> [TASK TO COMPLETE]: Return every line below exactly, without dropping any.

[Records from a dataset]
+ + + + +

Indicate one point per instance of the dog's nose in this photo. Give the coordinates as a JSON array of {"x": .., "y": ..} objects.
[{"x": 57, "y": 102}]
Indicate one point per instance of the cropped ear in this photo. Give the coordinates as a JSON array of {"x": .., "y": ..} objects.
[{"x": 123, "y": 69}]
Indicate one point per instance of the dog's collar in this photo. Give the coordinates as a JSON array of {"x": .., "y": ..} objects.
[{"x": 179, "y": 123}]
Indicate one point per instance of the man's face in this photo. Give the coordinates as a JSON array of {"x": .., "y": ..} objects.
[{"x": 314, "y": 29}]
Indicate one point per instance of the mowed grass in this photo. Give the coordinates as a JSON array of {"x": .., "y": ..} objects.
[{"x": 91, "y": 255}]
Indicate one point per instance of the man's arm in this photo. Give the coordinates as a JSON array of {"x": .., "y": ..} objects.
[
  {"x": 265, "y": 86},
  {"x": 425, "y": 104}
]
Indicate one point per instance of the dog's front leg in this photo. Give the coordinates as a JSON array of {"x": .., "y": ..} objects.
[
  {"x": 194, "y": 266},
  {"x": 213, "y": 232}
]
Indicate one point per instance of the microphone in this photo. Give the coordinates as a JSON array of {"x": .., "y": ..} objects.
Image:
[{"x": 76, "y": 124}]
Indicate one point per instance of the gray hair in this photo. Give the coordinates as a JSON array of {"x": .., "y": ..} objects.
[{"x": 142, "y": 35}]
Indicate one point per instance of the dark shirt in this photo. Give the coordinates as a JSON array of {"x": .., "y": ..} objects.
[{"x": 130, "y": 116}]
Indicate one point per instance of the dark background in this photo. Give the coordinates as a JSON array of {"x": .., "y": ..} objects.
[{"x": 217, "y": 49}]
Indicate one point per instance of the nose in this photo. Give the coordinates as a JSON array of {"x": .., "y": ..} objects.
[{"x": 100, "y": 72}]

+ + + + +

> [OUTPUT FOR THIS EXERCISE]:
Indicate one point per instance of the dog's nose in this photo. Give the coordinates as a JSON array of {"x": .., "y": ..} objects.
[{"x": 57, "y": 102}]
Indicate one point per instance of the cropped ear in this photo. Give the coordinates as a JSON array of {"x": .., "y": ..} objects.
[{"x": 123, "y": 69}]
Indicate one point per instance of the dog's collar in this photo. Give the coordinates as a JSON array of {"x": .., "y": ..} objects.
[{"x": 179, "y": 123}]
Indicate one point per instance of the man's face in this photo. Give the coordinates as a JSON array of {"x": .., "y": ..} objects.
[{"x": 314, "y": 29}]
Indicate one point per instance of the mowed grass in this photo. Give the coordinates as a JSON array of {"x": .., "y": ..} objects.
[{"x": 91, "y": 255}]
Indicate one point per instance of the man's arm in this photo. Give the coordinates as a JSON array of {"x": .., "y": ..} objects.
[
  {"x": 265, "y": 86},
  {"x": 425, "y": 104}
]
Indicate one point per instance of the dog's front leg in this photo. Give the coordinates as a JSON array of {"x": .., "y": ..} objects.
[
  {"x": 194, "y": 266},
  {"x": 213, "y": 232}
]
Indicate one point per instance of the microphone in this photo. Give the coordinates as a JSON array of {"x": .., "y": ..} objects.
Image:
[{"x": 76, "y": 124}]
Indicate one point per instance of the gray hair in this photo. Give the coordinates as a JSON array of {"x": .., "y": ..} objects.
[{"x": 142, "y": 35}]
Indicate one point per instance of the dark shirt in this photo. Give the coordinates as a JSON array of {"x": .., "y": ..} objects.
[{"x": 130, "y": 116}]
Indicate one point per instance of the dark background in this photo. Give the coordinates as a JSON array of {"x": .., "y": ..} objects.
[{"x": 217, "y": 49}]
Indicate one point per instance of the nose in this photo. Give the coordinates as a JSON array of {"x": .., "y": ..} objects.
[{"x": 100, "y": 72}]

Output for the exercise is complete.